[Texte étudié]
○ ○ ○ ○

À bien des égards, il y avait une victoire de fait à J-P Fabre et ses fidèles, les FIDO; leur occupation du terrain et l’adhésion populaire incontestable que draine leur position procurent cette satisfaction d’ordre démocratique. Une victoire de départ, non négligeable. Mais la première vraie bataille formelle vient d’arriver. Elle est d’autant plus importante qu’elle renferme plusieurs dimensions juridiques dont celle de l’appropriation de la dénomination UFC par l’un ou l’autre des deux camps adverses. Ultimement, c’est de cet enjeu dont il s’agit dans cette bataille de Congrès extraordinaire de l’UFC qui avait commencée plus tôt pour s’achever la semaine prochaine : spécialement le 10 août 2010 pour les FIDO à Jean-Pierre Fabre et les 11-12 août 2010 pour les AGO à Gil. Ainsi finira la première grande bataille avec la victoire attendue à Gil. Quant à J-P Fabre, il sait jusqu’à maintenant jouer équipe dans la nouvelle configuration de l’opposition togolaise; une telle logique devrait l’amener à l’audace de la refondation de ce groupe.

La victoire de Gil et de ses AGO sera d’un grand réconfort pour son égo et surtout pour le parti au pouvoir, le RPT. En réalité, c’est une victoire à la togolaise, en dehors de la réalité du terrain. La légalité du parti UFC est un coup de main de l’administration territoriale togolaise, sous la houlette de Pascal Bodjona. C’est cela la politique et, j’aime à l’ajouter, la petite et éphémère politique. C’est donc pratiquement avec nos amis du pouvoir, de Faure à Pascal, que Gil va s’en sortir en se protégeant des militants ufcéens de Lomé et de ses environs ainsi que de tous ceux qui sont des autres fédérations et ne partagent pas son alliance avec le parti présidentiel. C’est sous les réverbères de la télévision nationale togolaise, dans une messe quasi organisée par les officines du pouvoir et du RPT; c’est sous la grande arche du professeur de droit administratif Charles Debbasch, garde des sceaux constitutionnels du Togo que Gil va ravir la légalité de l’UFC à notre autre ami Jean-Pierre Fabre et ses FIDO. Bataille gagnée sans gloire aucune pour Gil, malheureusement. En somme, une véritable première de sa vie politique.

○ ○ ○ ○

[Lignes fournies]
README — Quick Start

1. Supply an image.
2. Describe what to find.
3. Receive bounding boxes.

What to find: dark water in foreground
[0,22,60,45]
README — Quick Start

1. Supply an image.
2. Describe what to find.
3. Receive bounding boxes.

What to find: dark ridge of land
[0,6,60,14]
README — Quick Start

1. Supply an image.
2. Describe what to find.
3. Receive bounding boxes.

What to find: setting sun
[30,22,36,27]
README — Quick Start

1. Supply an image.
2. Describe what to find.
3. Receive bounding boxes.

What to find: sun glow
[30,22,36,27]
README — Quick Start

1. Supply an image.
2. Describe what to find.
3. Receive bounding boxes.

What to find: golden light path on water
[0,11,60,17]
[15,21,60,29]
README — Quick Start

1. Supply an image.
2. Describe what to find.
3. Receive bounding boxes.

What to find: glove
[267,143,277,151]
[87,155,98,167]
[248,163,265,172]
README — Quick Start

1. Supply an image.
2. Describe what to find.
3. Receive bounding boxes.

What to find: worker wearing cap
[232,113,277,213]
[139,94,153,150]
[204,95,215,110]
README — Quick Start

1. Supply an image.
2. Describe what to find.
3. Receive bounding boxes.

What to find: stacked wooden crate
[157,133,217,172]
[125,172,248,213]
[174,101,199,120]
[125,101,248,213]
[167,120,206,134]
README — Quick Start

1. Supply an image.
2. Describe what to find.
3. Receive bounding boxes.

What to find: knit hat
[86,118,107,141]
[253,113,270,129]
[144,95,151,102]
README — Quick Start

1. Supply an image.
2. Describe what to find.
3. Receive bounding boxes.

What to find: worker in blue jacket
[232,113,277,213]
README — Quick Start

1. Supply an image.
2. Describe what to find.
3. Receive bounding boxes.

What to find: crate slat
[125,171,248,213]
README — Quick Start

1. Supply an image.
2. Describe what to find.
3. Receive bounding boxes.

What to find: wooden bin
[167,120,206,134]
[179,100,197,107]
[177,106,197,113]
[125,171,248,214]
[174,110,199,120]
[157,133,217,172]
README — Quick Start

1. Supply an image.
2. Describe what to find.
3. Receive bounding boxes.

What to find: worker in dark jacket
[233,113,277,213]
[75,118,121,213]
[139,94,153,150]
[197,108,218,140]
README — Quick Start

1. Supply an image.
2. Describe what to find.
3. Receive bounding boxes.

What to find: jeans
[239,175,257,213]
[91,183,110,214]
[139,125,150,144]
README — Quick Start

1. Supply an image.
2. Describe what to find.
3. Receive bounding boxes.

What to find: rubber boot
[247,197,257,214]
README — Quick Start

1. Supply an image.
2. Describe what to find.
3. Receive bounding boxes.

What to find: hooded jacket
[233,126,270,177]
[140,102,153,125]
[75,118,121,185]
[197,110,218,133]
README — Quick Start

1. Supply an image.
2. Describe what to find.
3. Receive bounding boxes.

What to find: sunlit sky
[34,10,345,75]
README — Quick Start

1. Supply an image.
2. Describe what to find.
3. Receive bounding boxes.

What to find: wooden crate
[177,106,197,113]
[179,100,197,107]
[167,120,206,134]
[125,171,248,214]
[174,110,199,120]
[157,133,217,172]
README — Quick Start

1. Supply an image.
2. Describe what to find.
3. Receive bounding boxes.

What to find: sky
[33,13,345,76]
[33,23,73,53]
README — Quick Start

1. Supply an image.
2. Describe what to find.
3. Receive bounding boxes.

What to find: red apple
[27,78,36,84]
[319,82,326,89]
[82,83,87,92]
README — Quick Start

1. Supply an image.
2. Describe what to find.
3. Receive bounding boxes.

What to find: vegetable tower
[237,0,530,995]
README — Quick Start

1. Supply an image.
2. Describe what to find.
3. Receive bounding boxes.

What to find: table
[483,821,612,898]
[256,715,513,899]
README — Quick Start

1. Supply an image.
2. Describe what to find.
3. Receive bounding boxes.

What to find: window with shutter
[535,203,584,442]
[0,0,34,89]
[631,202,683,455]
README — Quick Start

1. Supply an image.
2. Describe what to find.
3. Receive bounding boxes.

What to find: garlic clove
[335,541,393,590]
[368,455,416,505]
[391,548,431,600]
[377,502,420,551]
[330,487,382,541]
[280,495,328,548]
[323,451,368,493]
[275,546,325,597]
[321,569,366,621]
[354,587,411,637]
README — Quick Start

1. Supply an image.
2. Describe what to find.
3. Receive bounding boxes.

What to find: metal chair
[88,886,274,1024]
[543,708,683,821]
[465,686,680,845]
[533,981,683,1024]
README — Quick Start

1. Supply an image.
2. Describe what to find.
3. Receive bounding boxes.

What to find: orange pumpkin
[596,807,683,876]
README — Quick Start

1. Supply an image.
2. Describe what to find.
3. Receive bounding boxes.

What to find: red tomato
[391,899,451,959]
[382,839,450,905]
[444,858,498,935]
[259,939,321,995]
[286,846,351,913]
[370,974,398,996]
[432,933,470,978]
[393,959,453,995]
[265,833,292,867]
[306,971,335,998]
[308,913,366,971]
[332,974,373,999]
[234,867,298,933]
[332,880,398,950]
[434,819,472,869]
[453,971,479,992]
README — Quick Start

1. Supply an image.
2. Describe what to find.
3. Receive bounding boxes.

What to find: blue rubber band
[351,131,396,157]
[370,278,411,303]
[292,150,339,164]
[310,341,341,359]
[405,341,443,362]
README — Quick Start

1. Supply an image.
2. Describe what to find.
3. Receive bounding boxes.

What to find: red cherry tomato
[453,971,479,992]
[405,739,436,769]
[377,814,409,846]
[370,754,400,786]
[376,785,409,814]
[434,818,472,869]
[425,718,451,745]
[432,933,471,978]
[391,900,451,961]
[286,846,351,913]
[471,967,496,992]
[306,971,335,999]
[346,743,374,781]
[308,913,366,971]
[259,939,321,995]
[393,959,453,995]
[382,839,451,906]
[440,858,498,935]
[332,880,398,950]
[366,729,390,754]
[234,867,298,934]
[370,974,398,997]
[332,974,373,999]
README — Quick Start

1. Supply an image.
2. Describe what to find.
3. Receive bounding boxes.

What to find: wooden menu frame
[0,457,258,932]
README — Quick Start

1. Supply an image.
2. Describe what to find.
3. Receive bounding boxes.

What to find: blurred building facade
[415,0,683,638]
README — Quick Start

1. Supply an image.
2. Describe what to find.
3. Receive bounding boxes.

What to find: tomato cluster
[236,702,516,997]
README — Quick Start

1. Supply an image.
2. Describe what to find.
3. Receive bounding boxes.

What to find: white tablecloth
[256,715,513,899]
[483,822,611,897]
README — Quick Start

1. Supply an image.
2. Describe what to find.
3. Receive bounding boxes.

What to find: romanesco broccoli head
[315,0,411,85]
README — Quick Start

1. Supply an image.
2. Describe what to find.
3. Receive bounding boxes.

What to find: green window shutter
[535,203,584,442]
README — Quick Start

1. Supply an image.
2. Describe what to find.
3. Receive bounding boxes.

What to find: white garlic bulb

○ ○ ○ ○

[Travail à faire]
a) Relevez tous les sigles qui figurent dans le texte étudié sur le congrès de l'UFC.
b) Prolongez le texte étudié sur la rivalité entre Gil et Jean-Pierre Fabre à la suite de sa dernière phrase.
Les lignes forment un matériau indépendant du texte étudié.

[Réponses par point]
a) FIDO, UFC, AGO, RPT

b)
La bataille des Congrès qui aurait due être celle d’un seul et vrai congrès de la seule UFC, pour restée crédible, ne résoudra pas la crise politique dans le plus grand parti de l’opposition. Dans une grande illégitimité, Gil restera désormais redevable au RPT, tandis que la stratégie orchestrée par Pascal Bodjona ne changerait pas la réalité politique au Togo. Lorsque la légalité est illégitime, elle n’est plus de droit. Et personne ne s’y trompe, ni au Togo, ni dans les ambassades accréditées au Togo, ni les chancelleries autour du monde. Et c’est aussi dommage qu’une véritable stratégie politique –autre chose que le dol politique, ne soit pas encore conçue et mise en œuvre en vue de la réconciliation togolaise. Tout tarde au Togo.

La vraie bataille au Togo est celle de la vertu politique, celle de l’éthique; comme l’autre qui disait, il y a quelques siècles, que « Science sans conscience n’est que ruine de l’âme », je serai tenté de dire que « Politique sans éthique n’est que peine perdue »… Aujourd’hui et désormais, Rabelais est Togolais, du moins jusqu’à nouvel ordre, jusqu’à une nouvelle satire politique dont lui seul a le code secret et la maitrise du temps. Encore une fois, la responsabilité de Faure Gnassingbé, la responsabilité d’un chef d’État togolais, c’est bien d’assumer le Togo avec une haute conscience éthique, bien au-delà des soubresauts passagers. Participer à l’effondrement manifeste de l’UFC ne donnera aucune voix électorale de plus à Faure. Cet épisode peut justifier des fraudes électorales futures… pas plus! Mais la vraie perspective politique, celle des voix gagnées avec assurance et reconnaissance, viendrait seulement à partir de la stratégie saine et non infectée de tromperie; une stratégie que Faure tarde trop à énoncer, à entreprendre, à risquer, pour son salut politique et celui de la renaissance du Togo.

Faure, Pascal, Gil et consorts s’apprêtent à sabler le champagne, certes. Mais le Togo reste toujours ensablé.